* **RECORDED INFORMATION**
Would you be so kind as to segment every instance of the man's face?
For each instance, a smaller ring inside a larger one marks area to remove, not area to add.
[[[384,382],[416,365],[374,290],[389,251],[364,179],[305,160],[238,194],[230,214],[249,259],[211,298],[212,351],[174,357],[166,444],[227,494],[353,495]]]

==

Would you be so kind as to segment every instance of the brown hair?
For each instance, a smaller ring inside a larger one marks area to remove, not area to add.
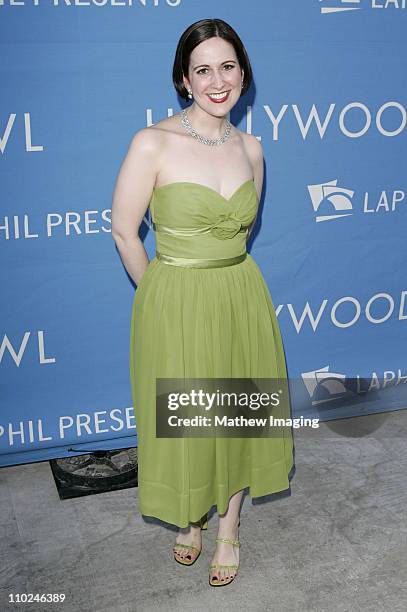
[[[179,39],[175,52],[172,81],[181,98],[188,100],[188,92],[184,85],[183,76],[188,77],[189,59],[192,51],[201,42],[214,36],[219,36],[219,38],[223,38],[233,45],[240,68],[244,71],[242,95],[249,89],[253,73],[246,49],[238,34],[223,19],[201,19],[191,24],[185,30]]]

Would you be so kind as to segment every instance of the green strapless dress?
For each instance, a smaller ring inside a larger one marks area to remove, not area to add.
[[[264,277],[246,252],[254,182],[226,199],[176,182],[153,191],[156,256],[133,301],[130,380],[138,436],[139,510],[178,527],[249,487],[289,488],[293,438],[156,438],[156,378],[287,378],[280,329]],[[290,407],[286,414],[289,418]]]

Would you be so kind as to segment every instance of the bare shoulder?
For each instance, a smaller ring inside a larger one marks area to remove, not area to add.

* **WORK TO COMPLETE**
Pick out the lines above containing the word "every", then copy them.

* **TASK RESPONSE**
Would you be so kind as to segment every instance of the man's face?
Would you be so kind as to segment every instance of the brown hair?
Would you be so kind as to segment every instance of the green strapless dress?
Would you be so kind as to segment every instance of the bare shoulder?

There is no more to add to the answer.